→ **DIRECTION**: Give the lines of the entries below as a numbered list, from the first line down to and including the line with "top-left (440, 468), bottom-right (1345, 896)". Skip any blank lines and leave the pictures out.

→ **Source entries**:
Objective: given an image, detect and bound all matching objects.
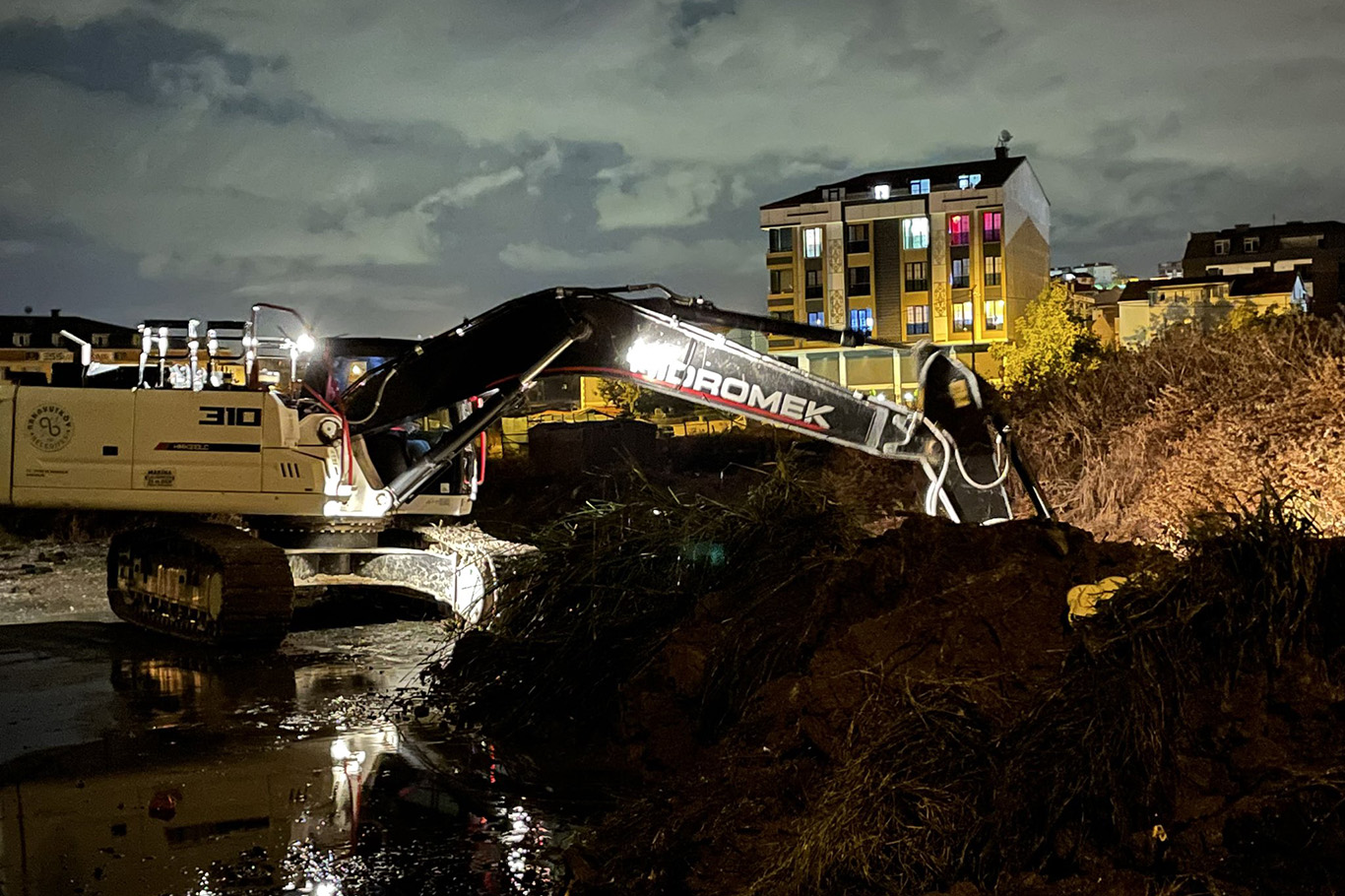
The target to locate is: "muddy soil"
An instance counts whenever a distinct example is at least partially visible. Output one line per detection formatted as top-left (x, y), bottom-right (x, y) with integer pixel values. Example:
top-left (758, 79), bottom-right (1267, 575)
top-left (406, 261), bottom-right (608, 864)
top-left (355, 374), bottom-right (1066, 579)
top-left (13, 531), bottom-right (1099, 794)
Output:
top-left (440, 468), bottom-right (1345, 896)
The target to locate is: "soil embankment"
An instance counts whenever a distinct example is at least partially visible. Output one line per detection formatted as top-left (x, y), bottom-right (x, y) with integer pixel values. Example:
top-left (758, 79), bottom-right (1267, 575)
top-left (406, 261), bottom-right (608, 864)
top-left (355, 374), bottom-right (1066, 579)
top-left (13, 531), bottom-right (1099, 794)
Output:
top-left (434, 443), bottom-right (1345, 895)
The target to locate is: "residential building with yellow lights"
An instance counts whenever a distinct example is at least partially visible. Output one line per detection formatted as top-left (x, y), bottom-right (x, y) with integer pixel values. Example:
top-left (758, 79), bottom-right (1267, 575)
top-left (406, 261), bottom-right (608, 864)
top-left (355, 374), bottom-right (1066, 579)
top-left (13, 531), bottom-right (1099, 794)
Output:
top-left (1117, 271), bottom-right (1309, 349)
top-left (760, 147), bottom-right (1051, 392)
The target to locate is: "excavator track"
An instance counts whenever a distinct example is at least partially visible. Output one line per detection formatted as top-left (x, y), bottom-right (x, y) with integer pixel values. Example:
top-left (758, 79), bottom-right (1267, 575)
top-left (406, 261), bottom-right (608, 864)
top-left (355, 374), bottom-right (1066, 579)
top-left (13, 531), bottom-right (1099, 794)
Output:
top-left (107, 522), bottom-right (294, 649)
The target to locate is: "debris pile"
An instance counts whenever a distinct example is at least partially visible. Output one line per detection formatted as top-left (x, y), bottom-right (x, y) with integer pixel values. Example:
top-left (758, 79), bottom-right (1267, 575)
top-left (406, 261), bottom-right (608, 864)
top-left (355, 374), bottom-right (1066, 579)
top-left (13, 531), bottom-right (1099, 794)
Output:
top-left (431, 471), bottom-right (1345, 895)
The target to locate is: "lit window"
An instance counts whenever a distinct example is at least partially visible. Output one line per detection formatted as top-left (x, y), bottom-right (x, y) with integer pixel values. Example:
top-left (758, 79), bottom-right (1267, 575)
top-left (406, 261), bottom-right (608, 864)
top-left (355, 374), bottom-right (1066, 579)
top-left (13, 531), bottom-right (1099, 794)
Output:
top-left (803, 271), bottom-right (822, 298)
top-left (901, 218), bottom-right (929, 249)
top-left (986, 256), bottom-right (1003, 287)
top-left (803, 227), bottom-right (822, 258)
top-left (986, 298), bottom-right (1004, 330)
top-left (907, 305), bottom-right (929, 337)
top-left (845, 224), bottom-right (868, 252)
top-left (981, 212), bottom-right (1004, 242)
top-left (948, 258), bottom-right (971, 289)
top-left (948, 216), bottom-right (971, 246)
top-left (952, 300), bottom-right (971, 332)
top-left (846, 268), bottom-right (868, 296)
top-left (850, 308), bottom-right (873, 334)
top-left (907, 261), bottom-right (929, 292)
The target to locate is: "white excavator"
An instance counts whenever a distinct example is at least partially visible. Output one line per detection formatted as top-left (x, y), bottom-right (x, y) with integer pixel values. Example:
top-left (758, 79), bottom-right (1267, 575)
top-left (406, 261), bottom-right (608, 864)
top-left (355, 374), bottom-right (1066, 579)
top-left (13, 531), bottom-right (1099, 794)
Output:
top-left (0, 284), bottom-right (1049, 649)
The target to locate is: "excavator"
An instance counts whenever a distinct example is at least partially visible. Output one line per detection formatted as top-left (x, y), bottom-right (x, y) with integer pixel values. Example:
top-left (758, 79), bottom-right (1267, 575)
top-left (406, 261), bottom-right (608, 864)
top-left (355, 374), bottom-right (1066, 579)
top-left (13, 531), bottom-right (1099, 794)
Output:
top-left (0, 284), bottom-right (1051, 650)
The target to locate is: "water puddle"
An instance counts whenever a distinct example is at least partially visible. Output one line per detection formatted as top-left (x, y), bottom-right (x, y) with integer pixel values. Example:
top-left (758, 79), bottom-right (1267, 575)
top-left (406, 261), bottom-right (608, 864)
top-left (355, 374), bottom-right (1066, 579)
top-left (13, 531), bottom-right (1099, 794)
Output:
top-left (0, 623), bottom-right (566, 896)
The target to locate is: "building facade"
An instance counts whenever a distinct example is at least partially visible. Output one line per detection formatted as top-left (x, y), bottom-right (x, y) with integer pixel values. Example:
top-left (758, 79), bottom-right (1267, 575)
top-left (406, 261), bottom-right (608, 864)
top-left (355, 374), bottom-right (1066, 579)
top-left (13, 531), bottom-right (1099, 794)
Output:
top-left (760, 147), bottom-right (1051, 392)
top-left (0, 309), bottom-right (140, 377)
top-left (1181, 221), bottom-right (1345, 316)
top-left (1117, 271), bottom-right (1308, 348)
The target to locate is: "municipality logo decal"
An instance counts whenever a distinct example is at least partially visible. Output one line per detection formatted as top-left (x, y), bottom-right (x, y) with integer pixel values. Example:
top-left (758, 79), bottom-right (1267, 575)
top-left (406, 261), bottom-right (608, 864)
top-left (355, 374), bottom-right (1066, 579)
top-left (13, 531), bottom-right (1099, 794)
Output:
top-left (29, 405), bottom-right (75, 451)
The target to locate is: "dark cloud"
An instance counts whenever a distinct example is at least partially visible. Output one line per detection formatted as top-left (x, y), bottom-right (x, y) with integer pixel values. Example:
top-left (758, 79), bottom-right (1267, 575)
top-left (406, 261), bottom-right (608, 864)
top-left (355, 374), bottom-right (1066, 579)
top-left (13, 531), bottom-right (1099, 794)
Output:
top-left (0, 0), bottom-right (1345, 332)
top-left (0, 12), bottom-right (259, 102)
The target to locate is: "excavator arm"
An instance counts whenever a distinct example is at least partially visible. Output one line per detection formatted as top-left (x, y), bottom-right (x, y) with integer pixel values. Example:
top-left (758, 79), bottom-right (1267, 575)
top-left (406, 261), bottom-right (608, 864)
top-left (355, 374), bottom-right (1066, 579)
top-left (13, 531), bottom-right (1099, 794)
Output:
top-left (342, 284), bottom-right (1049, 524)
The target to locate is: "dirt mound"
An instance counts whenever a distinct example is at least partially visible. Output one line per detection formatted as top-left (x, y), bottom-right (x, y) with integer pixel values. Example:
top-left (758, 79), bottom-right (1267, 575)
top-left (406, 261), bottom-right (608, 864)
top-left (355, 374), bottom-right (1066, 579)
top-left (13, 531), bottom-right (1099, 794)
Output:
top-left (424, 470), bottom-right (1345, 895)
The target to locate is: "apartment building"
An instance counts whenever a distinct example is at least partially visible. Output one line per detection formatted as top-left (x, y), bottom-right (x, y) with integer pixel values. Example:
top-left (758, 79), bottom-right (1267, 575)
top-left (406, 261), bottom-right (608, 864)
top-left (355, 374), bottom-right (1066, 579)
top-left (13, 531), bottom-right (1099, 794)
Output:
top-left (1181, 221), bottom-right (1345, 315)
top-left (760, 146), bottom-right (1051, 392)
top-left (0, 308), bottom-right (140, 378)
top-left (1113, 269), bottom-right (1308, 348)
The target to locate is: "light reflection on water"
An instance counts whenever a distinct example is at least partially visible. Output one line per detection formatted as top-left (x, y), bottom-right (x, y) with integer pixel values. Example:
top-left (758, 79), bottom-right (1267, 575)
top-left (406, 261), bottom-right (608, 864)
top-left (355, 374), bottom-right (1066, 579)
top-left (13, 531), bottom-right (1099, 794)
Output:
top-left (0, 621), bottom-right (565, 896)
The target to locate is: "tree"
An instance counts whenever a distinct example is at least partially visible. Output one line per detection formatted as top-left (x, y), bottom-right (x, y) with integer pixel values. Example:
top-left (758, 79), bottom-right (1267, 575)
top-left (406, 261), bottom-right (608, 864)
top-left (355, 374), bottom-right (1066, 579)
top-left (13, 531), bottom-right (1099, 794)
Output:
top-left (990, 283), bottom-right (1102, 392)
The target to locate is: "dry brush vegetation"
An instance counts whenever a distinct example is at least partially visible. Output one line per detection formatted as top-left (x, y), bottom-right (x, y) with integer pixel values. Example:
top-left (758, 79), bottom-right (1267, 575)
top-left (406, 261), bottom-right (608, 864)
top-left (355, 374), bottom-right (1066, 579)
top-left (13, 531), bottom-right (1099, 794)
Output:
top-left (1014, 316), bottom-right (1345, 544)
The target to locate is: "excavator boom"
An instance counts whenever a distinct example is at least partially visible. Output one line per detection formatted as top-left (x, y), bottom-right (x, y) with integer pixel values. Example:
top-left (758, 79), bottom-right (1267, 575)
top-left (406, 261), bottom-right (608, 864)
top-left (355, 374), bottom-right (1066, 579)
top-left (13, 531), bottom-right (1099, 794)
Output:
top-left (342, 287), bottom-right (1045, 524)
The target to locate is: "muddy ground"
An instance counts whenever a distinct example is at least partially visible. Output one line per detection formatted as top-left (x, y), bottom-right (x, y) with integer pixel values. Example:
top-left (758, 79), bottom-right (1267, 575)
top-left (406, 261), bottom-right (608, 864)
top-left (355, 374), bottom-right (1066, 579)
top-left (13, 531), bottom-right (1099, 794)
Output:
top-left (438, 438), bottom-right (1345, 896)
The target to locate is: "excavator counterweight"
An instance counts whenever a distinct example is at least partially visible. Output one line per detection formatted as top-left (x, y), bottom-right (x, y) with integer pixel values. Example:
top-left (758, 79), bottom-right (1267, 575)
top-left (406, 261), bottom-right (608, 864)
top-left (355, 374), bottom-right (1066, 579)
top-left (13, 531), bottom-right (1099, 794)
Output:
top-left (0, 284), bottom-right (1049, 647)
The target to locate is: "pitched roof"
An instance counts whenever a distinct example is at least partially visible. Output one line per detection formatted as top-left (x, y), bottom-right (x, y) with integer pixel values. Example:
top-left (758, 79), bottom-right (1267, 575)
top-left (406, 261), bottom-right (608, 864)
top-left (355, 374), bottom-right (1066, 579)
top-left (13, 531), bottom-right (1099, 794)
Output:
top-left (1118, 271), bottom-right (1298, 301)
top-left (761, 156), bottom-right (1028, 210)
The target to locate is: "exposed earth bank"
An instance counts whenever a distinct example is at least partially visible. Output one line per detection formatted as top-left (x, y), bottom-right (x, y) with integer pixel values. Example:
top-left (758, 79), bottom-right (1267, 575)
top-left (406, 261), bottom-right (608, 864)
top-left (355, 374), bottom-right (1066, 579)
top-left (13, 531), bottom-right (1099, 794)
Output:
top-left (433, 327), bottom-right (1345, 896)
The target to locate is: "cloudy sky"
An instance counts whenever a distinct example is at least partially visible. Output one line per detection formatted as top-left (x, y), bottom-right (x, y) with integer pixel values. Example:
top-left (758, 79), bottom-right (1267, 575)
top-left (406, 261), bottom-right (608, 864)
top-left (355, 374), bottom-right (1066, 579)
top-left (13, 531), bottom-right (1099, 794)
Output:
top-left (0, 0), bottom-right (1345, 335)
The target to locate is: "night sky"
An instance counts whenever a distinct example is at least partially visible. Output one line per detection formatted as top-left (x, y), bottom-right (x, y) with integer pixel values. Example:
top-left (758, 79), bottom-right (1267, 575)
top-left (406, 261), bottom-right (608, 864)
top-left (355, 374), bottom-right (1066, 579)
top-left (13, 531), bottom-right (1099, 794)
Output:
top-left (0, 0), bottom-right (1345, 335)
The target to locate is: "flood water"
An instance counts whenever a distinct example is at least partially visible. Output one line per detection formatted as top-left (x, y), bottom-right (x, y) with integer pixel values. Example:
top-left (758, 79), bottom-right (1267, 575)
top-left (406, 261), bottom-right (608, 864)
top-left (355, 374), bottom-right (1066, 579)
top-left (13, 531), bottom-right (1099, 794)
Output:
top-left (0, 620), bottom-right (566, 896)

→ **TASK ANSWER**:
1. Objective: given an image, detect and bound all matching objects.
2. The target to locate is: "muddy soil"
3. An instance counts whenever a distinct example is at least partially visible. Output one line per detection formatted as top-left (x, y), bottom-right (x, y) with integer pixel values. Example:
4. top-left (758, 79), bottom-right (1267, 575)
5. top-left (406, 261), bottom-right (608, 864)
6. top-left (355, 374), bottom-right (1066, 579)
7. top-left (13, 531), bottom-right (1099, 794)
8. Output:
9. top-left (440, 468), bottom-right (1345, 896)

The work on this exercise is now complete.